┌─ Information provided
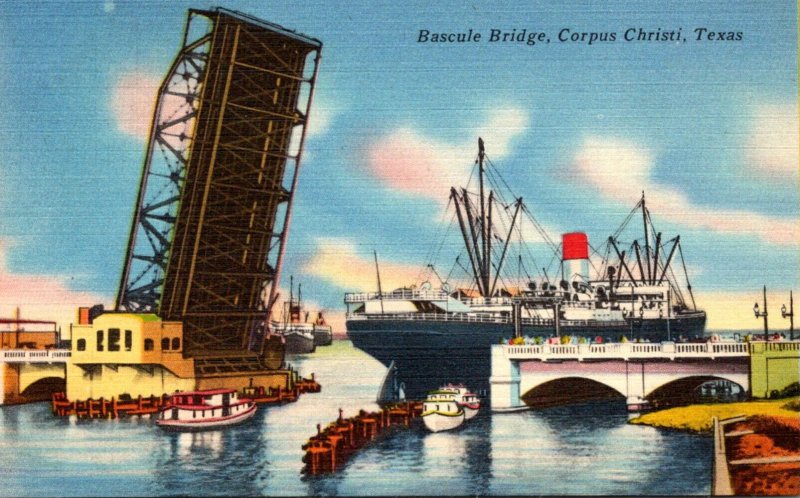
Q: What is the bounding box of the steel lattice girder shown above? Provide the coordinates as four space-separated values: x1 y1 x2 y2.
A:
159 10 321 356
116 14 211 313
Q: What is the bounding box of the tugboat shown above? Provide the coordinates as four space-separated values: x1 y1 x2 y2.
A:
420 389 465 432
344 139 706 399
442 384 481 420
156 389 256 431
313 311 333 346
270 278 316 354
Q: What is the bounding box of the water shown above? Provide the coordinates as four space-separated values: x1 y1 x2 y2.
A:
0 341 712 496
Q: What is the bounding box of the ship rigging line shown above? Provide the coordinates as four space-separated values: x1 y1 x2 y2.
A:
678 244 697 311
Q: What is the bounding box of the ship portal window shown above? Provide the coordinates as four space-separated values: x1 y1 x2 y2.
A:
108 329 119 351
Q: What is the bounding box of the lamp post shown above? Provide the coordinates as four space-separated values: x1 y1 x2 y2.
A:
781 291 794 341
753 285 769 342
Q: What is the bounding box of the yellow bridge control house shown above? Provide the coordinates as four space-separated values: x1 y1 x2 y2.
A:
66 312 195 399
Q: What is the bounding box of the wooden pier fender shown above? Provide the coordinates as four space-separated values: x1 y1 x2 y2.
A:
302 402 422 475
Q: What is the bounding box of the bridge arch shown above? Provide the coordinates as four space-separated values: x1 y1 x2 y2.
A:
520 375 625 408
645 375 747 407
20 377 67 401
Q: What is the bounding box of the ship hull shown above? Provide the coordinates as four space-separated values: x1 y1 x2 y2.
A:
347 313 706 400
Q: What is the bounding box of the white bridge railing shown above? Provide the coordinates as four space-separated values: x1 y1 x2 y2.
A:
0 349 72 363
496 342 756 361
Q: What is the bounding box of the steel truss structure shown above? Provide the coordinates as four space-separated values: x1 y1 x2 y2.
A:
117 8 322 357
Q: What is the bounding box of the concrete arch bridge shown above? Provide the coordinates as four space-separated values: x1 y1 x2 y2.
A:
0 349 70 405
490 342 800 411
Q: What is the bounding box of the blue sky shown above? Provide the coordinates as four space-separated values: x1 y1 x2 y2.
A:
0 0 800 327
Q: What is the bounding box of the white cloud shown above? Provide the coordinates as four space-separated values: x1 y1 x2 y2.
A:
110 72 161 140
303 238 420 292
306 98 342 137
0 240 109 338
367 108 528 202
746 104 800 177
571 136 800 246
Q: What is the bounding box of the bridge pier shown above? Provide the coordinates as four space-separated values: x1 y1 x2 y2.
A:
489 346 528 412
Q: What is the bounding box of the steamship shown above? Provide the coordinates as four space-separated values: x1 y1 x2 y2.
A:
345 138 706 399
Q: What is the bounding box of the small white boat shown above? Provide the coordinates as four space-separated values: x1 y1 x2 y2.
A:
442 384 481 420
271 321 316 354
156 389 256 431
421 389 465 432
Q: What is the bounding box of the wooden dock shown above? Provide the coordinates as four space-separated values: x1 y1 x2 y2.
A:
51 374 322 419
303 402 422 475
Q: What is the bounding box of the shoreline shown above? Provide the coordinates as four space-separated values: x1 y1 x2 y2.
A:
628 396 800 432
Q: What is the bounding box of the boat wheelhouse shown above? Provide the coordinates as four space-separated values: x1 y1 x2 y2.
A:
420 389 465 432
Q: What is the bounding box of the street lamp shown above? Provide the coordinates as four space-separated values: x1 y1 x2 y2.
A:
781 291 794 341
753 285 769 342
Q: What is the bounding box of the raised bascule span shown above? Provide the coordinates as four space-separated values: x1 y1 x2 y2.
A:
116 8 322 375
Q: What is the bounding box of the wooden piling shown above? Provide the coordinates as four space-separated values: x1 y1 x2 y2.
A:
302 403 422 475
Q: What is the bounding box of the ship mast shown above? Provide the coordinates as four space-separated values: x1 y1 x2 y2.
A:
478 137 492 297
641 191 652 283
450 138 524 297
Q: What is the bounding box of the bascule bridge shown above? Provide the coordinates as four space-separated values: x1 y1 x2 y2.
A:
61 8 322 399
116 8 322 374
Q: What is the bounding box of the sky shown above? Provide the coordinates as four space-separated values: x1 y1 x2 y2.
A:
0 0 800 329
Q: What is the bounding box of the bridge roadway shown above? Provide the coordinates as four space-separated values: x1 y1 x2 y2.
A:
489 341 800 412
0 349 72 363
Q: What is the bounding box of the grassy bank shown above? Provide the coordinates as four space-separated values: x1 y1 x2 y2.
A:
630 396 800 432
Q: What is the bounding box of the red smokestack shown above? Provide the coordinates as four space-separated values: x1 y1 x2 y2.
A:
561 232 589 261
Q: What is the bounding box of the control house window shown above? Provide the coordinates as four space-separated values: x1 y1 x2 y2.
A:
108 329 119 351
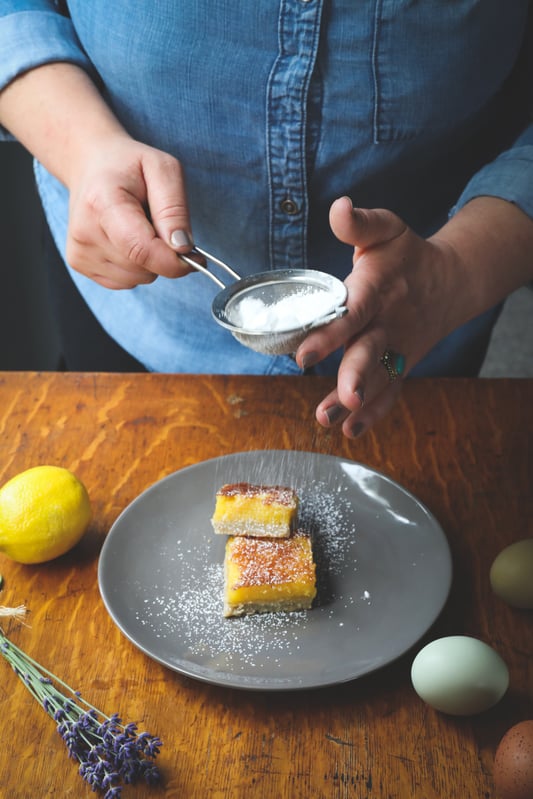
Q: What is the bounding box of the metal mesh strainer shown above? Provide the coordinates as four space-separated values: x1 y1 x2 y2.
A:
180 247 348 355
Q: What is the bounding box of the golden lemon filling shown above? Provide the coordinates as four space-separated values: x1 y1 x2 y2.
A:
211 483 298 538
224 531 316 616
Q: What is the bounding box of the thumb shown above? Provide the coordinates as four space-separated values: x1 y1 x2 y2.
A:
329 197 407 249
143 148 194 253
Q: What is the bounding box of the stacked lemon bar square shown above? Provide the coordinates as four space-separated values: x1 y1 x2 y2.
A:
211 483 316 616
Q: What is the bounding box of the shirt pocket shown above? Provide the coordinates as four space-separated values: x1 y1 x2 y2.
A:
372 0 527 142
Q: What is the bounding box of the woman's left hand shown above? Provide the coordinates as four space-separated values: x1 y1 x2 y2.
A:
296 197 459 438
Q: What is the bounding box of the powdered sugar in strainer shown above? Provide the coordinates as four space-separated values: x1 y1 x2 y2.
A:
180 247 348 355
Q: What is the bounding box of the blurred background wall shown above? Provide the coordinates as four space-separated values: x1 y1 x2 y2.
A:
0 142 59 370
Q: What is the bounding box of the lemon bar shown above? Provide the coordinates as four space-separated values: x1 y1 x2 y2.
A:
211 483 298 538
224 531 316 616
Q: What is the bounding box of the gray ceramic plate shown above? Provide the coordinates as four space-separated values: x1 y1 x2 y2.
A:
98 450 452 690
└─
┌─ Information provided
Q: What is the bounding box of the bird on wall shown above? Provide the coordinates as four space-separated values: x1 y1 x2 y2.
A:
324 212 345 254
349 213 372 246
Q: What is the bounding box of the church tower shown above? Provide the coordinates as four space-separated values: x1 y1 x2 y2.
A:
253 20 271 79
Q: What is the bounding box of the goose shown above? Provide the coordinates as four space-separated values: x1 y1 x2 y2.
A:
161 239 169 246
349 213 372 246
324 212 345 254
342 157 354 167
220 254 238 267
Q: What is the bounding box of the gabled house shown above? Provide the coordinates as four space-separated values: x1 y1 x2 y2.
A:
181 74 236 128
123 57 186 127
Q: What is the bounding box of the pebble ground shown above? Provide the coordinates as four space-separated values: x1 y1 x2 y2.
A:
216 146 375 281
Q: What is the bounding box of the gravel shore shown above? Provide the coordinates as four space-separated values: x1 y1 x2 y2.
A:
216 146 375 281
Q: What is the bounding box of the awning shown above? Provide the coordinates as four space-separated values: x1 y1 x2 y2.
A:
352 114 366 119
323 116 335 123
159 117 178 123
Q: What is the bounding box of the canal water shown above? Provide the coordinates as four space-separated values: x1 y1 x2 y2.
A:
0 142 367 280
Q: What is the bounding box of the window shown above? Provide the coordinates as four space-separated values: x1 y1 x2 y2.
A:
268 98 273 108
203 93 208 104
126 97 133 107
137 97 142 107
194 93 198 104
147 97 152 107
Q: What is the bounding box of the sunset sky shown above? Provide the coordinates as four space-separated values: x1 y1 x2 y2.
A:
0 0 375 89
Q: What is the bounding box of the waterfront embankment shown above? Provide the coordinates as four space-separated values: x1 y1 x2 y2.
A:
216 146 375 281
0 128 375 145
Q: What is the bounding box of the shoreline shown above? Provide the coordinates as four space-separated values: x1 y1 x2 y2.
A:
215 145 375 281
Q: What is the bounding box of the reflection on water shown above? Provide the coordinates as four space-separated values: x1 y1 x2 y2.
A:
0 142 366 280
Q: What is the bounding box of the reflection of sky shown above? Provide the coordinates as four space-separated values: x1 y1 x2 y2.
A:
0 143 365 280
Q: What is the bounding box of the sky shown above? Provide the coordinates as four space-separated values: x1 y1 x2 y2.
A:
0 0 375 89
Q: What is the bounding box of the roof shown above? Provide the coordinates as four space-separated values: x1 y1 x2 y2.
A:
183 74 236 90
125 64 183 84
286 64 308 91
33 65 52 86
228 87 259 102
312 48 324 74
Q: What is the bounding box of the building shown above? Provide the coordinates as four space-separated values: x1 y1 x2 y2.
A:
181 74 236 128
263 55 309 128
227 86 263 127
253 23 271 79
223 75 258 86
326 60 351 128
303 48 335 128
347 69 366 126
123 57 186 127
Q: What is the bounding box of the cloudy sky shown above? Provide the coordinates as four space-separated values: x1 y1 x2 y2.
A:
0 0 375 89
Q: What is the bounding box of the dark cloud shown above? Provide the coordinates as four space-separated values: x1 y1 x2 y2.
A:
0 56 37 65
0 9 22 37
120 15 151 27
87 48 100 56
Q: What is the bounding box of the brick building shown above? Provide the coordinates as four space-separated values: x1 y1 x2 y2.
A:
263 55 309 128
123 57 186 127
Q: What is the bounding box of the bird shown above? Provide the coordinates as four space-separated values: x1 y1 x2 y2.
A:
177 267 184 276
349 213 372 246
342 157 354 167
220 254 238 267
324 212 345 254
└─
What to do: How many lines of the material above contain the string "reflection", with case taken into account? Reply with the number alone.

Written response: 2